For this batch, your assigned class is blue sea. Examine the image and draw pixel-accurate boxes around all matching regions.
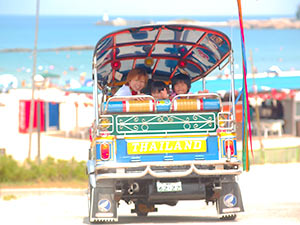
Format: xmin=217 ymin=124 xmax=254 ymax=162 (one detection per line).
xmin=0 ymin=15 xmax=300 ymax=85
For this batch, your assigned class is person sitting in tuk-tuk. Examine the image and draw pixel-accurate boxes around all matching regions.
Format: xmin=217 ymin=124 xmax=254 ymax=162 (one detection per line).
xmin=114 ymin=68 xmax=148 ymax=96
xmin=171 ymin=73 xmax=191 ymax=98
xmin=151 ymin=81 xmax=169 ymax=99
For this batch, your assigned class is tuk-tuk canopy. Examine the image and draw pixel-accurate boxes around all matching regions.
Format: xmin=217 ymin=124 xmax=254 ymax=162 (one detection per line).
xmin=93 ymin=25 xmax=231 ymax=88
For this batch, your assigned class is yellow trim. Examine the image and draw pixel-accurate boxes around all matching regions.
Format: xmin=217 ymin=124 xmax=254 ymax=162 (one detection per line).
xmin=127 ymin=138 xmax=207 ymax=155
xmin=124 ymin=134 xmax=212 ymax=140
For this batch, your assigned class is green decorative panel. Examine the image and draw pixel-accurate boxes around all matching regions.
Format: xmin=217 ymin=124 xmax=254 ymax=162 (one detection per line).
xmin=115 ymin=113 xmax=216 ymax=134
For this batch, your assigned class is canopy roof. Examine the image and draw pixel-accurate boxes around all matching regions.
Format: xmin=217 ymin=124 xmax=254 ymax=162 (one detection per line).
xmin=93 ymin=25 xmax=231 ymax=88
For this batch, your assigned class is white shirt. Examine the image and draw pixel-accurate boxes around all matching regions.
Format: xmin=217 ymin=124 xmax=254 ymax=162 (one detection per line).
xmin=114 ymin=84 xmax=132 ymax=96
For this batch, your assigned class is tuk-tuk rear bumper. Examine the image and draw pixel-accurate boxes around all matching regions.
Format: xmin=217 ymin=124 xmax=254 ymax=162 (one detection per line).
xmin=95 ymin=161 xmax=242 ymax=181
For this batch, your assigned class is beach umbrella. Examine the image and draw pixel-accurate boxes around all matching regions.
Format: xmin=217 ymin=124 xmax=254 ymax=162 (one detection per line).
xmin=41 ymin=73 xmax=60 ymax=78
xmin=0 ymin=74 xmax=18 ymax=90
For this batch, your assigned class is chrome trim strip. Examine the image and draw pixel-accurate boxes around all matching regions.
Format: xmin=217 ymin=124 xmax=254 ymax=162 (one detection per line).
xmin=96 ymin=161 xmax=242 ymax=181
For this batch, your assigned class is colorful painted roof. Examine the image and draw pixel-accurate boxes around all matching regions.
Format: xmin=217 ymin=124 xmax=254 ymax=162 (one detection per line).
xmin=94 ymin=25 xmax=231 ymax=87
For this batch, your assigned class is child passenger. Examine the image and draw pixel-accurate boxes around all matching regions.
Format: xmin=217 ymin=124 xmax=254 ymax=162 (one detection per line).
xmin=151 ymin=81 xmax=169 ymax=99
xmin=114 ymin=68 xmax=148 ymax=96
xmin=171 ymin=73 xmax=191 ymax=98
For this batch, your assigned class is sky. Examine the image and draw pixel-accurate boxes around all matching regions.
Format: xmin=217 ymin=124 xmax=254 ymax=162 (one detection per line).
xmin=0 ymin=0 xmax=300 ymax=16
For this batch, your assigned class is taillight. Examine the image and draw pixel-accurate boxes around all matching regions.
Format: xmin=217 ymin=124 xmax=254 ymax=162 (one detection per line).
xmin=225 ymin=139 xmax=234 ymax=156
xmin=100 ymin=143 xmax=110 ymax=160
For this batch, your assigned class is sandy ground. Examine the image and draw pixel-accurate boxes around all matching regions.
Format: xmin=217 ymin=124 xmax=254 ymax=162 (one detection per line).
xmin=0 ymin=163 xmax=300 ymax=225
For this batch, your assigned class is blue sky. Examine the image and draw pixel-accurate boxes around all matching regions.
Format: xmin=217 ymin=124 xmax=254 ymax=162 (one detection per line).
xmin=0 ymin=0 xmax=300 ymax=16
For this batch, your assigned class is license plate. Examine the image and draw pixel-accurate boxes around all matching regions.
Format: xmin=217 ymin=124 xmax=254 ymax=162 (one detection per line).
xmin=156 ymin=181 xmax=182 ymax=192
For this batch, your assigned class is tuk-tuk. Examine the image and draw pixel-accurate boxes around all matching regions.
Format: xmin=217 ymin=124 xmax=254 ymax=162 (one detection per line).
xmin=87 ymin=24 xmax=244 ymax=223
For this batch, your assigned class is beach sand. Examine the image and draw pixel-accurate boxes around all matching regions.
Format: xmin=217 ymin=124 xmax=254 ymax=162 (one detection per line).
xmin=0 ymin=89 xmax=94 ymax=161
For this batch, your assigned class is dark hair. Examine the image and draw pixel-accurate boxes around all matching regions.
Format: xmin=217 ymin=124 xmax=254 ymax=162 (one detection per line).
xmin=151 ymin=80 xmax=168 ymax=93
xmin=126 ymin=68 xmax=148 ymax=84
xmin=171 ymin=73 xmax=191 ymax=90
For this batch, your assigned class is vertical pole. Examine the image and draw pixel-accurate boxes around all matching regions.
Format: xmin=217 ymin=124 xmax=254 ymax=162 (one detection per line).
xmin=28 ymin=0 xmax=40 ymax=159
xmin=230 ymin=50 xmax=237 ymax=131
xmin=249 ymin=49 xmax=265 ymax=163
xmin=37 ymin=93 xmax=41 ymax=165
xmin=93 ymin=55 xmax=99 ymax=128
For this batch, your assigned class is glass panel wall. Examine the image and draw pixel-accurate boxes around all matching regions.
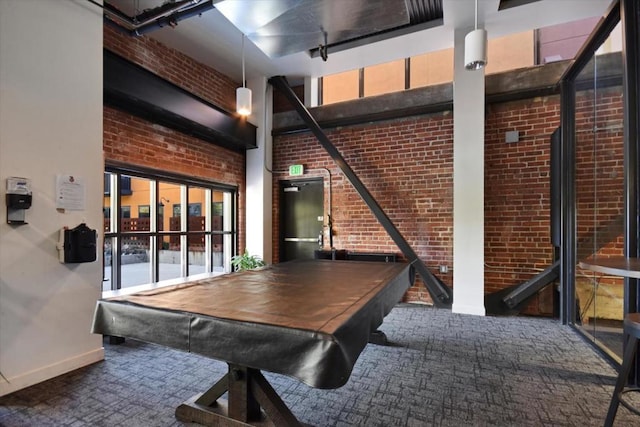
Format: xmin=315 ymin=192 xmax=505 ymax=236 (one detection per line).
xmin=575 ymin=14 xmax=625 ymax=359
xmin=158 ymin=181 xmax=182 ymax=280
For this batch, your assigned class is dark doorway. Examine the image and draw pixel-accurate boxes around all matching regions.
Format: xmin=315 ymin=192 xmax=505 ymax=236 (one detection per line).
xmin=280 ymin=178 xmax=324 ymax=262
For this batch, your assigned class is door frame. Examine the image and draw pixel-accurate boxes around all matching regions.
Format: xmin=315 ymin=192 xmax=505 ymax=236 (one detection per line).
xmin=278 ymin=176 xmax=326 ymax=262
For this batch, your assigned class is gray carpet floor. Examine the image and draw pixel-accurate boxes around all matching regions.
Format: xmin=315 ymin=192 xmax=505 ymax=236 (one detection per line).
xmin=0 ymin=304 xmax=640 ymax=427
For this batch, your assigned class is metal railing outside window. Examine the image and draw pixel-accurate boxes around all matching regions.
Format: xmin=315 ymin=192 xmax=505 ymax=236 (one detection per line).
xmin=102 ymin=167 xmax=237 ymax=291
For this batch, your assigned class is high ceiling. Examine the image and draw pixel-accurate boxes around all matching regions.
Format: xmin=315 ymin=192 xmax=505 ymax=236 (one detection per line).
xmin=104 ymin=0 xmax=612 ymax=81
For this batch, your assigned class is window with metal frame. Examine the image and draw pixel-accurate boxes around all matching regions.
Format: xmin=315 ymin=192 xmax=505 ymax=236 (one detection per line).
xmin=102 ymin=167 xmax=237 ymax=291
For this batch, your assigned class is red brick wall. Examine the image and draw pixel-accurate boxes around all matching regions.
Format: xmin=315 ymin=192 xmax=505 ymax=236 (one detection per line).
xmin=273 ymin=112 xmax=453 ymax=302
xmin=484 ymin=96 xmax=560 ymax=314
xmin=103 ymin=26 xmax=245 ymax=250
xmin=104 ymin=26 xmax=240 ymax=112
xmin=273 ymin=88 xmax=622 ymax=315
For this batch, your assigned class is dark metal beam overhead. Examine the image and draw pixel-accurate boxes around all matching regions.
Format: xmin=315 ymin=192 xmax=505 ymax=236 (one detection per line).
xmin=269 ymin=76 xmax=452 ymax=307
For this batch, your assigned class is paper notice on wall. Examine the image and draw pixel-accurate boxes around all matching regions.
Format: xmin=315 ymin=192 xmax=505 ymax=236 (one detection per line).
xmin=56 ymin=175 xmax=85 ymax=211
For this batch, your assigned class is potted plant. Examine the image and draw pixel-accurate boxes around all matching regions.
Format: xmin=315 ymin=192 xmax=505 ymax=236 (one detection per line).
xmin=231 ymin=249 xmax=265 ymax=271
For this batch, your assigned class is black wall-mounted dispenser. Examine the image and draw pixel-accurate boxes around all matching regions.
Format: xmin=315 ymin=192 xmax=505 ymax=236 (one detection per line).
xmin=58 ymin=223 xmax=98 ymax=264
xmin=5 ymin=177 xmax=32 ymax=224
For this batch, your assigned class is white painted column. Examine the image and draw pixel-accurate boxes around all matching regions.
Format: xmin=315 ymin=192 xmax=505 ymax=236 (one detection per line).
xmin=304 ymin=76 xmax=318 ymax=108
xmin=452 ymin=25 xmax=485 ymax=316
xmin=246 ymin=77 xmax=273 ymax=264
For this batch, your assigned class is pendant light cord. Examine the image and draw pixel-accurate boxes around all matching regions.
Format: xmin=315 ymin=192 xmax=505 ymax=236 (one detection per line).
xmin=242 ymin=34 xmax=245 ymax=87
xmin=476 ymin=0 xmax=478 ymax=30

> **Task statement**: Lay out the stretch of records from the start through the line containing "xmin=0 ymin=74 xmax=18 ymax=90" as a Markdown table with the columns Row and Record line, skipping blank lines and pictures.

> **Output for this exercise**:
| Row | Record line |
|---|---|
| 1 | For this batch, your assigned class is blue sea. Examine the image and draw pixel-accurate boxes around all matching regions. |
| 2 | Format: xmin=217 ymin=124 xmax=254 ymax=162 (one detection per line). |
| 3 | xmin=0 ymin=15 xmax=300 ymax=85 |
| 4 | For this batch, your assigned class is person sitting in tuk-tuk. Examine the image and draw pixel-accurate boxes around all matching regions. |
| 5 | Format: xmin=217 ymin=124 xmax=254 ymax=162 (one detection per line). |
| 6 | xmin=114 ymin=68 xmax=148 ymax=96 |
| 7 | xmin=171 ymin=73 xmax=191 ymax=98 |
| 8 | xmin=151 ymin=81 xmax=169 ymax=99 |
| 9 | For this batch, your assigned class is tuk-tuk canopy. Examine the image and draw pixel-accurate boxes around all matching regions. |
| 10 | Format: xmin=217 ymin=124 xmax=254 ymax=162 (one detection per line). |
| 11 | xmin=93 ymin=25 xmax=231 ymax=88 |
| 12 | For this batch, your assigned class is yellow trim. Examine the image and draw pixel-accurate boxes around all matching regions. |
| 13 | Format: xmin=217 ymin=124 xmax=254 ymax=162 (one detection per line). |
| 14 | xmin=127 ymin=138 xmax=207 ymax=155 |
| 15 | xmin=124 ymin=134 xmax=212 ymax=140 |
| 16 | For this batch, your assigned class is green decorative panel. Examine the image and draw pixel-accurate boxes around all matching regions. |
| 17 | Format: xmin=217 ymin=124 xmax=254 ymax=162 (one detection per line). |
| 18 | xmin=115 ymin=113 xmax=216 ymax=134 |
| 19 | For this batch, your assigned class is canopy roof. Examine the image and draw pixel-accurate boxes around all matching regions. |
| 20 | Format: xmin=217 ymin=124 xmax=254 ymax=162 (one detection per line). |
| 21 | xmin=93 ymin=25 xmax=231 ymax=88 |
| 22 | For this batch, your assigned class is white shirt. Examine the image and draw pixel-accurate boxes around all matching regions. |
| 23 | Format: xmin=217 ymin=124 xmax=254 ymax=162 (one detection per line). |
| 24 | xmin=114 ymin=84 xmax=132 ymax=96 |
| 25 | For this batch, your assigned class is tuk-tuk rear bumper. Examine the image and draw pixel-accurate boxes around all matching regions. |
| 26 | Format: xmin=217 ymin=124 xmax=254 ymax=162 (one detection per line). |
| 27 | xmin=95 ymin=161 xmax=242 ymax=181 |
| 28 | For this batch, your assigned class is beach umbrella. Examine the image and draw pixel-accurate boxes around all matching regions. |
| 29 | Format: xmin=217 ymin=124 xmax=254 ymax=162 (one detection per line). |
| 30 | xmin=41 ymin=73 xmax=60 ymax=78 |
| 31 | xmin=0 ymin=74 xmax=18 ymax=90 |